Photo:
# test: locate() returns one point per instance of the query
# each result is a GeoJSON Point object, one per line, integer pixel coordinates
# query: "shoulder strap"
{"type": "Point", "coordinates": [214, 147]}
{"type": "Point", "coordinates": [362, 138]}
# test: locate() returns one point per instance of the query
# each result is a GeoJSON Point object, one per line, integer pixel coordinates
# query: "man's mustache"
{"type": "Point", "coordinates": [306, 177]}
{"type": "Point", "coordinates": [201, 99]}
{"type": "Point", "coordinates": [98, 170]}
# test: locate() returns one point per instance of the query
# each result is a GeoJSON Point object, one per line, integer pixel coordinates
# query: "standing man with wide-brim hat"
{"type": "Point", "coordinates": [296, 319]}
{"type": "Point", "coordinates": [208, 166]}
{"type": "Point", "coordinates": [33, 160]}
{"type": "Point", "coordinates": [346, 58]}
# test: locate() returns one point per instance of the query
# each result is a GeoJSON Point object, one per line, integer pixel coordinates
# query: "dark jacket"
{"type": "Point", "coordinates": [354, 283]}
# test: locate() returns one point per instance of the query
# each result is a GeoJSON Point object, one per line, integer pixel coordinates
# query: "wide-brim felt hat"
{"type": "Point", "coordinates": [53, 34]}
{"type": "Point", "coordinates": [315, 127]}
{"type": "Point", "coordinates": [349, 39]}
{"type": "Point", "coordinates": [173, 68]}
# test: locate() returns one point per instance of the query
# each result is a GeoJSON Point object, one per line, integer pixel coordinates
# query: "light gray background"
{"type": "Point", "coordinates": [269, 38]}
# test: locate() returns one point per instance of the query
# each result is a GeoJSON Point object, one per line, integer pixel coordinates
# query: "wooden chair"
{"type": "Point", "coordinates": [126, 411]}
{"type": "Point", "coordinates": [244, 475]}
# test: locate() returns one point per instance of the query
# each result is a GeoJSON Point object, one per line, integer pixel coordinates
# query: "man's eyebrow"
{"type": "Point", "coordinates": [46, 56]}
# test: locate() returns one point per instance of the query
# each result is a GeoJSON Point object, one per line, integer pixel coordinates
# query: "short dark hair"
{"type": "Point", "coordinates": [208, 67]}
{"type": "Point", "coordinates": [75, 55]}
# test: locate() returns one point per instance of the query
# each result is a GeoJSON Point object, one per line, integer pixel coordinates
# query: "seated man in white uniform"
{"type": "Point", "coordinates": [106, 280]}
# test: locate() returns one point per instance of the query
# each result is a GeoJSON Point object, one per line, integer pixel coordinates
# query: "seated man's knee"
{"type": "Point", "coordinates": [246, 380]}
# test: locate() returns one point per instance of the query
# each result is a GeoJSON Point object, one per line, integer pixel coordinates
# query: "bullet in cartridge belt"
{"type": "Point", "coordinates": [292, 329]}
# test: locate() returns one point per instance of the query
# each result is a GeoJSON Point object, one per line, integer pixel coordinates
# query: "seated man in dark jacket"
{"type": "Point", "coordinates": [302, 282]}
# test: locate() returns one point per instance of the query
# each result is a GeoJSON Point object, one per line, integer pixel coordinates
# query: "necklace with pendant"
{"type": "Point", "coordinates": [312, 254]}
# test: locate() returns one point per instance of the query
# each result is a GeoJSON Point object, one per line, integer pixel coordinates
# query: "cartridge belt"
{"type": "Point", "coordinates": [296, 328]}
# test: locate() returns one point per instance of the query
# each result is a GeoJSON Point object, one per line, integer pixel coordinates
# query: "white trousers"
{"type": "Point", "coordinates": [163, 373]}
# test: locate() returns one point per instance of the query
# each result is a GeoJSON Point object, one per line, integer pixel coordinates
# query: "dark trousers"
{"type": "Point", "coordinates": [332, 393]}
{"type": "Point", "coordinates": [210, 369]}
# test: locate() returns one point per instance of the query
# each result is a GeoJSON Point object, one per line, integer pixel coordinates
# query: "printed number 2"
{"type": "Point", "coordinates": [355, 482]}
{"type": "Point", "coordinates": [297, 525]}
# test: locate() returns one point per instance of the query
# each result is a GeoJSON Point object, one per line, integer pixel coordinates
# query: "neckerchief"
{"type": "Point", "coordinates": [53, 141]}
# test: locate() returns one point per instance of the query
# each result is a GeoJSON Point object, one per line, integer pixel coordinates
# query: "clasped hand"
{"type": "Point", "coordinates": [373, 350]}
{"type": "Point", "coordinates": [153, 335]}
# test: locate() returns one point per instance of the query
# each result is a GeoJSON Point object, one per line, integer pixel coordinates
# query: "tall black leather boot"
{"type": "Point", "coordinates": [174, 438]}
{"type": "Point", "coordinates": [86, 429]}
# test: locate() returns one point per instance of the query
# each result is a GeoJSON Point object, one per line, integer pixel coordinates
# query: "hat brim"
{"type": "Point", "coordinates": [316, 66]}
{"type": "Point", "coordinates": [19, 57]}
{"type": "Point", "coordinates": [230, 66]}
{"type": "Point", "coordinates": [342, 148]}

▸ **EXERCISE REQUIREMENTS**: Write all of the records out again exactly.

▸ **WRITTEN REPLY**:
Photo:
# test: locate() returns one point per instance of the query
# each result is a GeoJSON Point object, one per line, integer pixel coordinates
# query: "shoulder strap"
{"type": "Point", "coordinates": [214, 147]}
{"type": "Point", "coordinates": [362, 138]}
# test: locate() returns one point per instance of the query
# each result is a GeoJSON Point object, one per line, integer pixel coordinates
# query: "man's mustache"
{"type": "Point", "coordinates": [306, 177]}
{"type": "Point", "coordinates": [201, 99]}
{"type": "Point", "coordinates": [98, 170]}
# test: locate() returns one point per instance of the query
# each result is a GeoJSON Point object, one per line, integer pixel coordinates
# query: "standing man with wide-brim hat"
{"type": "Point", "coordinates": [296, 319]}
{"type": "Point", "coordinates": [208, 166]}
{"type": "Point", "coordinates": [33, 160]}
{"type": "Point", "coordinates": [346, 58]}
# test: locate() returns one point per instance of the query
# each result is a GeoJSON Point object, one per line, integer pixel coordinates
# query: "dark jacket"
{"type": "Point", "coordinates": [354, 283]}
# test: locate() returns one point per instance of the query
# each result is a GeoJSON Point object, one per line, integer pixel coordinates
# query: "wide-brim felt hat"
{"type": "Point", "coordinates": [53, 34]}
{"type": "Point", "coordinates": [315, 127]}
{"type": "Point", "coordinates": [349, 39]}
{"type": "Point", "coordinates": [173, 68]}
# test: locate() returns one point per instance of the query
# each result is a GeoJSON Point object, one per line, integer pixel coordinates
# query: "light gray background"
{"type": "Point", "coordinates": [269, 38]}
# test: locate() returns one point per instance of the query
# each result is a GeoJSON Point object, one per line, integer pixel coordinates
# query: "wooden chair"
{"type": "Point", "coordinates": [126, 411]}
{"type": "Point", "coordinates": [244, 475]}
# test: locate() returns one point per instance of the query
# each result is a GeoJSON Point object, one per line, integer pixel coordinates
# query: "man's eyebrow"
{"type": "Point", "coordinates": [46, 56]}
# test: locate() returns one point per instance of the query
# each result is a GeoJSON Point object, one per line, integer pixel coordinates
# query: "short dark hair"
{"type": "Point", "coordinates": [208, 67]}
{"type": "Point", "coordinates": [75, 55]}
# test: locate() returns one point per instance of the query
# each result is a GeoJSON Point object, one per line, integer pixel coordinates
# query: "seated man in white uniform"
{"type": "Point", "coordinates": [106, 280]}
# test: locate() returns one point per instance of the query
# each result is a GeoJSON Point object, one per line, integer pixel coordinates
# query: "seated man's knee"
{"type": "Point", "coordinates": [246, 380]}
# test: locate() returns one point per instance of the query
# each result is a GeoJSON Point object, one per line, integer pixel coordinates
# query: "bullet in cartridge belt"
{"type": "Point", "coordinates": [292, 329]}
# test: locate() returns one point per instance of the query
# each result is a GeoJSON Point object, one per line, integer pixel coordinates
# query: "seated man in dark jacket"
{"type": "Point", "coordinates": [302, 282]}
# test: locate() returns one point per instance of the query
# each result is a GeoJSON Point object, one per line, integer pixel coordinates
# query: "necklace with pendant"
{"type": "Point", "coordinates": [312, 254]}
# test: locate() returns one point per instance of the query
# each result is a GeoJSON Point object, one per line, integer pixel coordinates
# query: "cartridge belt"
{"type": "Point", "coordinates": [296, 328]}
# test: locate() returns one point per instance of the query
# each result is a GeoJSON Point object, one per line, integer pixel coordinates
# query: "white trousers"
{"type": "Point", "coordinates": [163, 373]}
# test: locate() returns one point per instance of the query
# each result is a GeoJSON Point object, one per line, integer pixel coordinates
# query: "dark trousers"
{"type": "Point", "coordinates": [332, 393]}
{"type": "Point", "coordinates": [210, 369]}
# test: locate() returns one point per instance of the query
# each result is a GeoJSON Point object, one per line, integer pixel coordinates
# query: "printed number 2"
{"type": "Point", "coordinates": [355, 482]}
{"type": "Point", "coordinates": [297, 525]}
# test: locate() returns one point per instance of the query
# each result is a GeoJSON Point object, one per line, integer pixel coordinates
# query: "neckerchief"
{"type": "Point", "coordinates": [53, 141]}
# test: locate() returns one point per instance of the query
# each result is a GeoJSON Point object, one per line, integer pixel coordinates
# query: "clasped hand"
{"type": "Point", "coordinates": [373, 350]}
{"type": "Point", "coordinates": [153, 335]}
# test: locate() returns one point per instance of the query
# each result is a GeoJSON Point object, one per line, integer pixel coordinates
# query: "tall black leather boot"
{"type": "Point", "coordinates": [174, 438]}
{"type": "Point", "coordinates": [86, 429]}
# test: locate() returns one point per instance of the query
# each result is a GeoJSON Point object, one per line, integer pixel coordinates
# query: "hat brim"
{"type": "Point", "coordinates": [316, 66]}
{"type": "Point", "coordinates": [19, 57]}
{"type": "Point", "coordinates": [230, 66]}
{"type": "Point", "coordinates": [342, 148]}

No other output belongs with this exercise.